[Dataset]

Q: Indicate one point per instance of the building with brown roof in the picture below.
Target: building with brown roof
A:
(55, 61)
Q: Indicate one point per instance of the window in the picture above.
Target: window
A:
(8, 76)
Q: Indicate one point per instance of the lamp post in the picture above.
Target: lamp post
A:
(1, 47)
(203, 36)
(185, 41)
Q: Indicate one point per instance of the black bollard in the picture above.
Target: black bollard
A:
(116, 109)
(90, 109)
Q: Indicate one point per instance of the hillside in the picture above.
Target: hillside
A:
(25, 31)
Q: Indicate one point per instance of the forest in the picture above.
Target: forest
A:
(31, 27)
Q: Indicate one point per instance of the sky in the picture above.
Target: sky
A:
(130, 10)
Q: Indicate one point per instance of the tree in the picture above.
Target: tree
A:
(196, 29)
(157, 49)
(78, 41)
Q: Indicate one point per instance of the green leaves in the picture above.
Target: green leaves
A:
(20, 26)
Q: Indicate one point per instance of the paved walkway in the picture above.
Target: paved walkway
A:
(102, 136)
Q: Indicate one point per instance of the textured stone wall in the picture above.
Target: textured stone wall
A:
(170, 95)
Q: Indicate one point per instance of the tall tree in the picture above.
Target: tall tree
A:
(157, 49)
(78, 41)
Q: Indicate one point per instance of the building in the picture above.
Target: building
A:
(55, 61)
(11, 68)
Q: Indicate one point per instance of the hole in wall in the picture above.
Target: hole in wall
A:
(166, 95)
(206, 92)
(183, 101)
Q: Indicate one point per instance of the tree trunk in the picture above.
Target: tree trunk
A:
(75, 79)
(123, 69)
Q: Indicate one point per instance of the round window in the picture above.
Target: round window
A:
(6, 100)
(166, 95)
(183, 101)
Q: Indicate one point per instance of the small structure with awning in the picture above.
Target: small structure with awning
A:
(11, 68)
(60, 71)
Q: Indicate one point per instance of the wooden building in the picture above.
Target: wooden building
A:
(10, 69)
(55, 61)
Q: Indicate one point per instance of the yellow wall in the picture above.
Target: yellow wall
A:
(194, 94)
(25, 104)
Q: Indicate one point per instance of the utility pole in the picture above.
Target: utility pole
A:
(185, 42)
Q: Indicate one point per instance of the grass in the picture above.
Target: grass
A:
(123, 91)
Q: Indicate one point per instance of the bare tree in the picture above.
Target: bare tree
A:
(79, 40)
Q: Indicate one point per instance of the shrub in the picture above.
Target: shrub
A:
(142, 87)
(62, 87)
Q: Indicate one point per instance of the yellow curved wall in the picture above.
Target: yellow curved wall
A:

[/Dataset]

**Problem description**:
"yellow" is the word to look for; copy every line of the data that has it.

**Answer to this problem**:
Q: Indicate one point per instance of the yellow wall in the picture above.
Target: yellow wall
Q: Indicate one point per instance of the yellow curved wall in the picture above.
Target: yellow curved wall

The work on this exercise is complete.